● **EXTRACTED DATA**:

──────────────────────────────

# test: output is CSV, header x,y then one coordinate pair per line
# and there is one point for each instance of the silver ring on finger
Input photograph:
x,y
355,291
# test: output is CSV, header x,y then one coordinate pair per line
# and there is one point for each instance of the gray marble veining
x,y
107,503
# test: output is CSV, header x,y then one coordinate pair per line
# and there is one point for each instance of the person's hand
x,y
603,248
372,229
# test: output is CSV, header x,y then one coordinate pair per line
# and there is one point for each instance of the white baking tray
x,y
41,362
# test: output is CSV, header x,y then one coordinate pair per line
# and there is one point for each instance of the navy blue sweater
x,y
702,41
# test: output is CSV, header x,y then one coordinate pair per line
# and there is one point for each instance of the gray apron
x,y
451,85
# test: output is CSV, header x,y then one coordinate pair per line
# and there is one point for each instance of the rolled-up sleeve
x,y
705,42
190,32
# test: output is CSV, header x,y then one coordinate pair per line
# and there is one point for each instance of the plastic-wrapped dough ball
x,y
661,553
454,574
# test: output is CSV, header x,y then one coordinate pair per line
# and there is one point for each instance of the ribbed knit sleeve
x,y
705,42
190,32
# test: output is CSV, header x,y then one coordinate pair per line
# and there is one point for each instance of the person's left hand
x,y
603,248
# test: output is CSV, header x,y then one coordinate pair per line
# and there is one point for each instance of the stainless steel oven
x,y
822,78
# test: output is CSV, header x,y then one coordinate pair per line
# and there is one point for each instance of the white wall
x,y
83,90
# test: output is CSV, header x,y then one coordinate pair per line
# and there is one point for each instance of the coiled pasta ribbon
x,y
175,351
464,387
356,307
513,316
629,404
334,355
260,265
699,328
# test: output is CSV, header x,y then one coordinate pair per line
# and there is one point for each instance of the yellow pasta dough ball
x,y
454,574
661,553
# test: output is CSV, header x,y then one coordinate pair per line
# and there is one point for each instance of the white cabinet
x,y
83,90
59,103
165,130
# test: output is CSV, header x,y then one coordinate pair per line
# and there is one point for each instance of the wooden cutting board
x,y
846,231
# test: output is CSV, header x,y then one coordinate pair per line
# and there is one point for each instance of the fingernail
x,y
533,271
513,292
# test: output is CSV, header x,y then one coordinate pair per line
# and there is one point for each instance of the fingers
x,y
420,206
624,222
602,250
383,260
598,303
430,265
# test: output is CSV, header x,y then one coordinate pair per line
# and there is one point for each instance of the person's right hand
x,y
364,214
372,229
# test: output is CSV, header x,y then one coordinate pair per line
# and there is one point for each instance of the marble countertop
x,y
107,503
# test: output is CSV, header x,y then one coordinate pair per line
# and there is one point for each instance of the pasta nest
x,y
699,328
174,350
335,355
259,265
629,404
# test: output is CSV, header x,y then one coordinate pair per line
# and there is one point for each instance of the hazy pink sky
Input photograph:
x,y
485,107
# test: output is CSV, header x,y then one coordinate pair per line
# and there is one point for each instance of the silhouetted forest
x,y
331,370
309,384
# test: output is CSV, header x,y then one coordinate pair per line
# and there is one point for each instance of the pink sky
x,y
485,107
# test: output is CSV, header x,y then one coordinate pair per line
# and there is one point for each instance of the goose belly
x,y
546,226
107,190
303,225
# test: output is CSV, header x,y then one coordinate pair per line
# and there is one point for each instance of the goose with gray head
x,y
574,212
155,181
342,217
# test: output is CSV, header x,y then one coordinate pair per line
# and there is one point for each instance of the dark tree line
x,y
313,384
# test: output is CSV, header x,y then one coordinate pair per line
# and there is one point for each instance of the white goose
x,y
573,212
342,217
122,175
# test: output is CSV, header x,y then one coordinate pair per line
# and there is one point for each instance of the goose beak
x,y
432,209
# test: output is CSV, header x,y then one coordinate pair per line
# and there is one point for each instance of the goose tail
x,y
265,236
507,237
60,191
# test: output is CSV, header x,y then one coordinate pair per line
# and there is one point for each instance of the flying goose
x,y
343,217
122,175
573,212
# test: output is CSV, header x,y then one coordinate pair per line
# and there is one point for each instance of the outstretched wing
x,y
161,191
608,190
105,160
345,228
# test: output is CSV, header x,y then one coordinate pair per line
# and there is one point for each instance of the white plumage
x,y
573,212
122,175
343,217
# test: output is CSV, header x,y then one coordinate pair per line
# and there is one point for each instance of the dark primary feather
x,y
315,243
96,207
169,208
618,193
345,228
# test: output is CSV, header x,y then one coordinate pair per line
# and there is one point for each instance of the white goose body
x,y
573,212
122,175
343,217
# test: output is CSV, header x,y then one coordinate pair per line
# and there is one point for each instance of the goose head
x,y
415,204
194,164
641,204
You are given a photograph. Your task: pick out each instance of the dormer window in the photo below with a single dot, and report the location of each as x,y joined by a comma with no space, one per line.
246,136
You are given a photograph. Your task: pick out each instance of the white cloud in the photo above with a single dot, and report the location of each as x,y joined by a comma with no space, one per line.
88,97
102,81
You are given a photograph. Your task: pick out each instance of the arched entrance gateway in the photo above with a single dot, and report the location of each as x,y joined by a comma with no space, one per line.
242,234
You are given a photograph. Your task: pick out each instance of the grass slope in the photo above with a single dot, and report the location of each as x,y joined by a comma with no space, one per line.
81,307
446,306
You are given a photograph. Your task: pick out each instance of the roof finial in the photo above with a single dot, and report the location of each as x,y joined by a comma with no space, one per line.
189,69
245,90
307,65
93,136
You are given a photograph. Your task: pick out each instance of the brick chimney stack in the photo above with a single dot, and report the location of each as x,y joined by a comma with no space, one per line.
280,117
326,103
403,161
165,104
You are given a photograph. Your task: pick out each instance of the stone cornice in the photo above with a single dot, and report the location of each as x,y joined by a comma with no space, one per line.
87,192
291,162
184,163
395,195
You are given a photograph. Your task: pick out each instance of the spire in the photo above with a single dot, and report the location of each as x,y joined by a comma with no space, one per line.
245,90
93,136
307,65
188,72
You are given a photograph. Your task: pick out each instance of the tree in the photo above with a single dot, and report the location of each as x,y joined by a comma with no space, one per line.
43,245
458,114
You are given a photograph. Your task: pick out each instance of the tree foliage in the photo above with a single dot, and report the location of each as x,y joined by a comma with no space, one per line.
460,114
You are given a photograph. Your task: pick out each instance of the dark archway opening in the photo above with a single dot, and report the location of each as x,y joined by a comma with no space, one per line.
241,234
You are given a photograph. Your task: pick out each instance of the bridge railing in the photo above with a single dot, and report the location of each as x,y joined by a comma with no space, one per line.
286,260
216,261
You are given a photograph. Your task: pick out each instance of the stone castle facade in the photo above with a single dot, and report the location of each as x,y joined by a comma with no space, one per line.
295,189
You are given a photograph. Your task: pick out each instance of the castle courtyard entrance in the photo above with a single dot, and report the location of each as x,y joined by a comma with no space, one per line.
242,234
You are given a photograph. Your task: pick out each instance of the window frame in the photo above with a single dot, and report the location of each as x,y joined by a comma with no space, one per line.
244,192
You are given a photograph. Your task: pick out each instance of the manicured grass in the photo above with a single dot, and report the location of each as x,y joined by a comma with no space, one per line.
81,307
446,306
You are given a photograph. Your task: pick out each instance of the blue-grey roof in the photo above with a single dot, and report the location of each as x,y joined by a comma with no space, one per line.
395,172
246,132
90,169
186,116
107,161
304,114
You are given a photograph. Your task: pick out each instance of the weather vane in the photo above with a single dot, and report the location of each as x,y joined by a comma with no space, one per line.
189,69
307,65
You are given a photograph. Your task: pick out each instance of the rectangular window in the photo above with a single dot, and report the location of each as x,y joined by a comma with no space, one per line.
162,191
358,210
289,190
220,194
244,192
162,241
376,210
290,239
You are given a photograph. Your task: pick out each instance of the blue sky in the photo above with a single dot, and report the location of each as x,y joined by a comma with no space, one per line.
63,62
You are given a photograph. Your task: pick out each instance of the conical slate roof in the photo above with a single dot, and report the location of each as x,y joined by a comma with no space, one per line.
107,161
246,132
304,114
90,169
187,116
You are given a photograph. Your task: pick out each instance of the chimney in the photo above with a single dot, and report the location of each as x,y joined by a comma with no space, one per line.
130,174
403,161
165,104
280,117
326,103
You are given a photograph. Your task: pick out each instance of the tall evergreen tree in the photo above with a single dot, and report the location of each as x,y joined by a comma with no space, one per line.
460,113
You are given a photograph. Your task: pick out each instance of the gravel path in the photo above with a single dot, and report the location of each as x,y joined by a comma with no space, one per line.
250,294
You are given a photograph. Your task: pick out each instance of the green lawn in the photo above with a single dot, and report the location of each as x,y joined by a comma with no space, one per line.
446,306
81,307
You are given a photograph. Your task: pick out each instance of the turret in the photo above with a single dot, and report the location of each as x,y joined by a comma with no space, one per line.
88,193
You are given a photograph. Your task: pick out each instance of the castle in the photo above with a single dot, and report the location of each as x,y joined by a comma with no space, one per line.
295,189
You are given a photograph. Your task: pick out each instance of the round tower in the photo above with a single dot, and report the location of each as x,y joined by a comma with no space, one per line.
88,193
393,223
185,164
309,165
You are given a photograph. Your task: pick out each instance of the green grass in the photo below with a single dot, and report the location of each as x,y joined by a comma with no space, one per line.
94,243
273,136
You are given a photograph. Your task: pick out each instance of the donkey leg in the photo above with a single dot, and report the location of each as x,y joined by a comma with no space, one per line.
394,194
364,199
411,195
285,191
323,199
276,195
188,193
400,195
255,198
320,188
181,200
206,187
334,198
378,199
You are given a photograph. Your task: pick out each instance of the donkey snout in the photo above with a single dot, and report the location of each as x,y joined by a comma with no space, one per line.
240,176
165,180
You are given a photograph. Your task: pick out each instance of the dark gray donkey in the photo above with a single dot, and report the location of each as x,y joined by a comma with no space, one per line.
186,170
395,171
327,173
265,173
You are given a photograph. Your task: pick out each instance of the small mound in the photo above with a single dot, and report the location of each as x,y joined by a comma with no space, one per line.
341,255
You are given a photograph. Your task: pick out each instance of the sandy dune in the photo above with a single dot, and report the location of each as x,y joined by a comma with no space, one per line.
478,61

──────────────────────────────

● **DIRECTIVE**: Your answer should consist only of the lines from the one with "the donkey snout" through the end of the data above, reproduced exactly.

● **THE ANSWER**:
You are given a photograph. Your task: pick out each instance of the donkey snout in the photo above with a single dot, and report the location of each as x,y joined by a comma with no space, one per line.
240,176
165,180
You are given a photograph. Your task: pick out each instance of the dark gray donkey in the photo above with a single dot, and report the location of each as x,y joined by a comma with no space, one per line.
186,170
395,171
327,173
265,173
You are given a photograph. Your task: pick out each instance of the small mound in the photo above with a single dot, and report the location of each as x,y joined by a comma with no space, one per line.
341,255
You are given a photograph. Your task: pick out each instance of the sandy dune in the photo above with a single dot, and report the location of each as x,y joined by a comma with no space, one per line.
478,61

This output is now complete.